### ASSIGNED TASK
Return the records that follow unaltered. Omit every picture.

### GIVEN ENTRIES
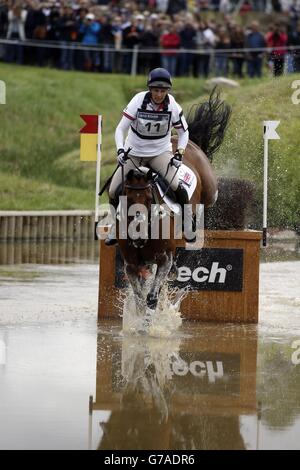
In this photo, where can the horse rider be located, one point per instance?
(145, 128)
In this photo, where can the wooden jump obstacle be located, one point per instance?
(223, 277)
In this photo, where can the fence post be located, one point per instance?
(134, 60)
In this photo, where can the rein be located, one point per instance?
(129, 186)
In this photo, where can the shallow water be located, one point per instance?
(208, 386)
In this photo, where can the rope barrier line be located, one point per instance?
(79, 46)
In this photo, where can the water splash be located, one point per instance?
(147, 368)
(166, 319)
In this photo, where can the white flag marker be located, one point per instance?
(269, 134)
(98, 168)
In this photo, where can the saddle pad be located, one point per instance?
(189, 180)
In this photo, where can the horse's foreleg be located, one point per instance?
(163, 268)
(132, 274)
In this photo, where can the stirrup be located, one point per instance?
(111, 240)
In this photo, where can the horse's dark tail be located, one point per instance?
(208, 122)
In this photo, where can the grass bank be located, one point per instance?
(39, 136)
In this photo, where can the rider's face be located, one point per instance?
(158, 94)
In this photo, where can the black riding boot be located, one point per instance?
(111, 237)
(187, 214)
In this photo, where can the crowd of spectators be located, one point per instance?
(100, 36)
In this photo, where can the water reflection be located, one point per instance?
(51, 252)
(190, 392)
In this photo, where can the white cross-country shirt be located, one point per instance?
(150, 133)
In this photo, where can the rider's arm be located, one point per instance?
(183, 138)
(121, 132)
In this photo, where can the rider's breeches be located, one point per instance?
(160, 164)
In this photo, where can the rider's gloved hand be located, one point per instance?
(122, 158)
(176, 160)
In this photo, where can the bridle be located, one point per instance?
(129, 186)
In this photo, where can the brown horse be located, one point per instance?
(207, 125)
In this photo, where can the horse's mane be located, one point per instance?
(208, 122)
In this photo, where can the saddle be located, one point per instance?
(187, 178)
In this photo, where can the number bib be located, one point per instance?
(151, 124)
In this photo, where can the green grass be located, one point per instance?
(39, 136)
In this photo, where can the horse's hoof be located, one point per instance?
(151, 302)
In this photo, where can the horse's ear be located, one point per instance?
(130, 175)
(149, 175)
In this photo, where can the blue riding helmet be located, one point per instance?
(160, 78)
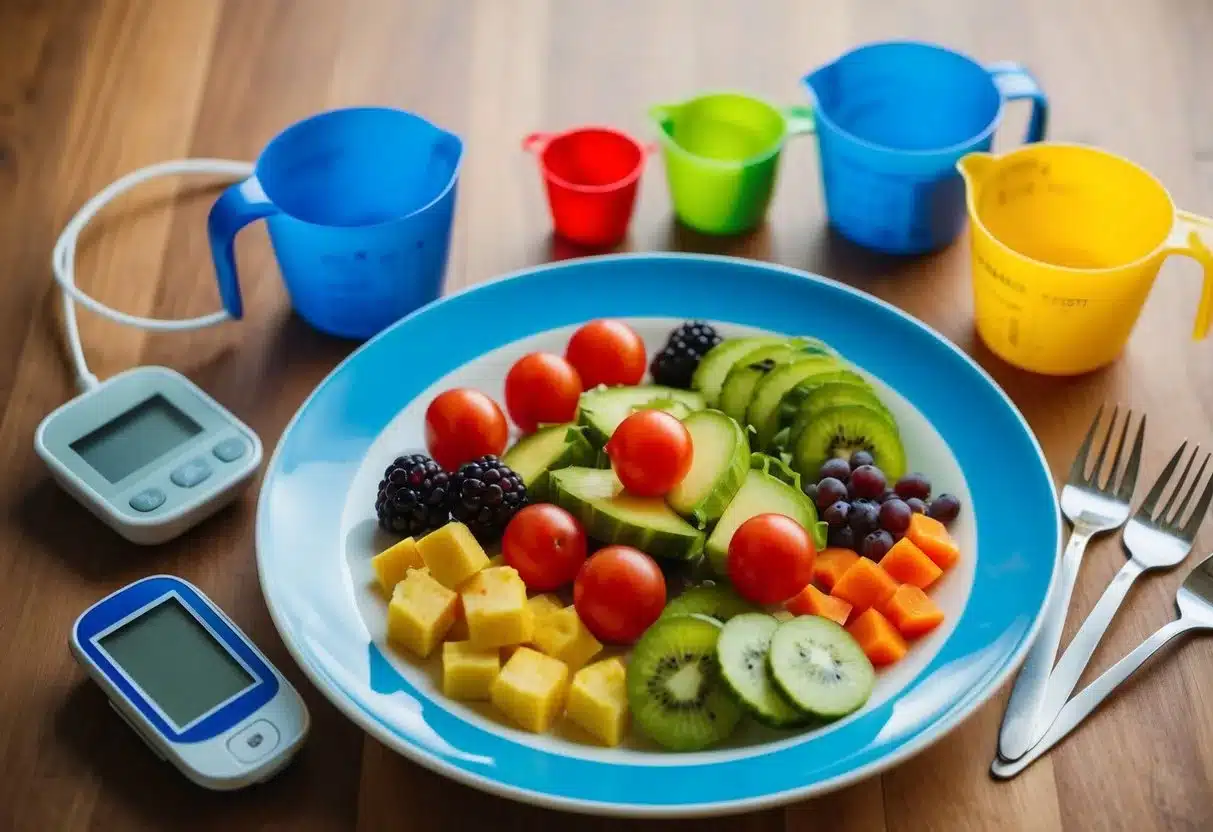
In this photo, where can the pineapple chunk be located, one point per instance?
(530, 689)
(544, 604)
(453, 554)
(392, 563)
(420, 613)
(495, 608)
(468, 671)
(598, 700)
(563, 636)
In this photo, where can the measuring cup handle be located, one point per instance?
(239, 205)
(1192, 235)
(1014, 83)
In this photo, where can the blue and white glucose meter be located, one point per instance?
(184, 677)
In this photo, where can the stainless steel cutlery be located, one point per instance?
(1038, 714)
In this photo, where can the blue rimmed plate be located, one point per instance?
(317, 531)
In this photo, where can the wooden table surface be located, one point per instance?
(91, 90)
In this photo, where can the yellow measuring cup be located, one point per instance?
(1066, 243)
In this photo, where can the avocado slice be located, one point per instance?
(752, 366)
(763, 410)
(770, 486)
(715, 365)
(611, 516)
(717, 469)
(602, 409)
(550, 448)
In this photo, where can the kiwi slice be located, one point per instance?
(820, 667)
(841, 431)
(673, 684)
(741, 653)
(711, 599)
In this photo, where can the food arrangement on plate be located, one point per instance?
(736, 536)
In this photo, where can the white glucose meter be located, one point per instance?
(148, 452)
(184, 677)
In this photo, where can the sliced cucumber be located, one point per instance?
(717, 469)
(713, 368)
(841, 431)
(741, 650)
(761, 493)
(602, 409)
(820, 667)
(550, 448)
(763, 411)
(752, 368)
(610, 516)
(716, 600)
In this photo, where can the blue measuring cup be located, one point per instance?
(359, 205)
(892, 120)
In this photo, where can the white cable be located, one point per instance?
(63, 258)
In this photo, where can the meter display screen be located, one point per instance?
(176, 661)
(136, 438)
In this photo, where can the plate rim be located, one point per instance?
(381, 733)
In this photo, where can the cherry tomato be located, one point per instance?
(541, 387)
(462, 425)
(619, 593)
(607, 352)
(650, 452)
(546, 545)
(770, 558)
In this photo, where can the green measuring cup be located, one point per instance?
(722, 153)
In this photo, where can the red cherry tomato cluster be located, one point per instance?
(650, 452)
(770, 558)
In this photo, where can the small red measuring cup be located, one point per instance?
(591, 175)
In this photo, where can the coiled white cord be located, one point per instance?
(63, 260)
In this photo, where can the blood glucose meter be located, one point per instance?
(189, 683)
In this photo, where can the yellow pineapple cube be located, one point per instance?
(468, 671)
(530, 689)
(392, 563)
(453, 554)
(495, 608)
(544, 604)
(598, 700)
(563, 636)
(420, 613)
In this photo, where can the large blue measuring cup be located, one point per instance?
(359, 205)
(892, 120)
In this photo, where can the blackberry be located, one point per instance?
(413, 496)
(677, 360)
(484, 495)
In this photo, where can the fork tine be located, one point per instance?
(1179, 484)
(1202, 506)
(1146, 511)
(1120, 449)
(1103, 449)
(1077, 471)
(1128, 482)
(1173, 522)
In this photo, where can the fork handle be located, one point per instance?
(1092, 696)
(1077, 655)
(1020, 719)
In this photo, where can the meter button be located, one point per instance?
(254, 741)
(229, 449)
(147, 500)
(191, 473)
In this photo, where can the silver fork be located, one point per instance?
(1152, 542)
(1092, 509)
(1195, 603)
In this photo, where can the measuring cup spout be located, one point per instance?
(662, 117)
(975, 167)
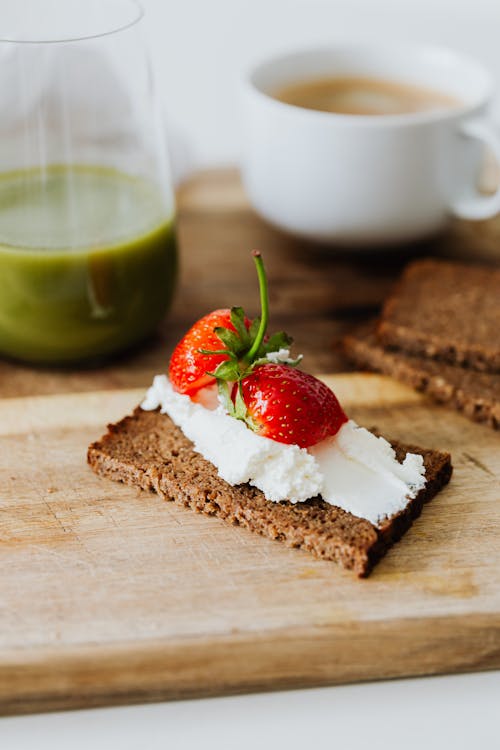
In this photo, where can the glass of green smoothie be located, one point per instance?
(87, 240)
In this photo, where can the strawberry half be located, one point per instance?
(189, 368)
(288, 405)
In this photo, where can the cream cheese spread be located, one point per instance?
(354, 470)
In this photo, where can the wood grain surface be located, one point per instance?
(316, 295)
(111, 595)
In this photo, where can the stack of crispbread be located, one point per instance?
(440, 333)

### WRITTEN RESPONSE
In this photo, where can the horse rider be located, one point per instance?
(145, 128)
In this photo, where can the wooden jump obstacle be located, one point per instance?
(223, 277)
In this photo, where can the fence post be located, one point per instance?
(134, 60)
In this photo, where can the rein be located, one point per instance?
(129, 186)
In this photo, where can the shallow water be located, one point per instance?
(208, 386)
In this photo, where can the rope barrier line be located, one point per instance?
(79, 46)
In this photo, where can the water splash be located, one point per instance?
(147, 368)
(166, 319)
In this photo, where can the white flag marker be located, one point per instance?
(269, 134)
(98, 168)
In this photo, where can the saddle pad be located, one point per instance?
(189, 180)
In this photo, where can the horse's foreleg be located, one point per instance?
(163, 268)
(132, 274)
In this photo, where can the stirrup be located, one point per instance?
(111, 240)
In this photo, where can the horse's dark tail be located, one point per instance?
(208, 122)
In this photo, where can the grass bank be located, one point per instance?
(39, 136)
In this photo, where can the rider's face be located, one point per instance?
(158, 94)
In this photo, where can the black riding boot be located, one point per instance?
(111, 237)
(187, 214)
In this photo, where can the crowd of spectators be located, one point per instance?
(100, 36)
In this photo, where can the water reflection be located, one point per instance?
(51, 252)
(190, 392)
In this photo, where can the white cross-country shirt be located, one point per instance?
(150, 133)
In this photo, where can the rider's arm be located, one point per instance?
(183, 138)
(121, 132)
In this photo, where can the rider's breeches be located, one point per instance?
(160, 164)
In this photo, where can the rider's gloved hand be located, one point per instance?
(122, 158)
(176, 160)
In this photo, where can the bridle be located, one point per instance?
(129, 186)
In this photo, where can the brown horse be located, one point per instance?
(207, 125)
In this photo, where can the horse's mane be located, one point per instance?
(208, 122)
In this photo, where can the saddle be located, one point per instance?
(187, 178)
In this photo, where can the number bib be located, one point per instance?
(151, 124)
In this photo, where can the green grass be located, one point per instance?
(39, 136)
In this photo, where can the horse's hoof be located, one point per instance?
(151, 302)
In this photo, where can the horse's ear be located, one point per instance?
(130, 175)
(149, 175)
In this photo, where can the blue riding helmet be located, one point per instance?
(160, 78)
In this photo, where can the pineapple chunk be located, one point per instance?
(530, 689)
(544, 604)
(453, 554)
(392, 563)
(420, 613)
(495, 608)
(468, 671)
(598, 700)
(563, 636)
In this photo, where can the measuring cup handle be located, one point per instance?
(239, 205)
(1192, 235)
(1014, 83)
In this photo, where can the blue and white glucose meter be located, one point per instance?
(184, 677)
In this photo, where can the stainless steel cutlery be located, one point per instance?
(1038, 714)
In this photo, where can the blue rimmed plate be located, one point per instance?
(317, 531)
In this photo, where can the wooden table surface be located, one point per instance?
(91, 90)
In this photo, where can the yellow measuring cup be located, one point per instance?
(1066, 243)
In this photo, where can the avocado slice be located, one point per instance?
(752, 366)
(763, 410)
(770, 486)
(715, 365)
(611, 516)
(717, 469)
(602, 409)
(550, 448)
In this photo, where can the kiwi slice be located, one point per instance?
(820, 667)
(841, 431)
(673, 684)
(741, 653)
(711, 599)
In this photo, where can the food arrangement on plate be located, one point per instance?
(736, 536)
In this photo, where can the white glucose meter be located, one point per instance?
(148, 452)
(184, 677)
In this photo, where can the sliced cucumber be located, one point per instance?
(717, 469)
(713, 368)
(841, 431)
(741, 650)
(761, 493)
(602, 409)
(820, 667)
(550, 448)
(763, 411)
(752, 368)
(610, 516)
(716, 600)
In this photo, where can the blue measuring cup be located, one point per instance?
(359, 205)
(892, 120)
In this photo, where can the white cable be located, one point per instance?
(63, 258)
In this photo, where can the meter display screen be located, one point per instance?
(176, 661)
(136, 438)
In this photo, where can the plate rim be located, one point per instance?
(381, 733)
In this photo, where can the cherry tomato be located, one point per instance?
(541, 387)
(462, 425)
(619, 593)
(607, 352)
(650, 452)
(546, 545)
(770, 558)
In this photo, where can the green measuring cup be located, one point per instance?
(722, 153)
In this photo, where can the red cherry tomato cluster be located, one point per instance?
(650, 452)
(770, 558)
In this photo, where can the small red measuring cup be located, one point per instance?
(591, 175)
In this photo, where can the coiled white cord be located, one point per instance?
(63, 260)
In this photo, where can the blood glucose meter be located, one point per instance?
(189, 683)
In this photo, where can the yellow pineapple cube be located, one point per instance?
(468, 671)
(530, 689)
(392, 563)
(453, 554)
(495, 608)
(544, 604)
(598, 700)
(563, 636)
(420, 613)
In this photo, where can the large blue measuring cup be located, one point per instance?
(359, 205)
(892, 120)
In this photo, where can the blackberry be located, one point per instance?
(413, 496)
(677, 360)
(484, 495)
In this photo, where can the fork tine be located, one point per instance?
(1179, 484)
(1202, 506)
(1146, 511)
(1120, 449)
(1103, 449)
(1077, 471)
(1128, 482)
(1173, 522)
In this photo, where can the fork handle be located, one point per instance?
(1092, 696)
(1077, 655)
(1020, 719)
In this photo, where can the meter button be located, one point per instance?
(254, 741)
(229, 449)
(147, 500)
(191, 473)
In this photo, where can the silver fork be located, one point per instance?
(1152, 542)
(1092, 509)
(1195, 603)
In this photo, where can the measuring cup spout be located, one point per instance?
(662, 117)
(975, 167)
In this photo, where can the glass of green smoothie be located, one point per instance?
(87, 240)
In this photo, where can the strawberry half be located, one point per instance?
(189, 368)
(288, 405)
In this photo, where can the cream cheese spread be located, one point per instance?
(354, 470)
In this photo, where can the wood grain surface be located, one point per instance?
(316, 295)
(111, 595)
In this photo, where can the stack of crispbread be located, one point per instance?
(440, 333)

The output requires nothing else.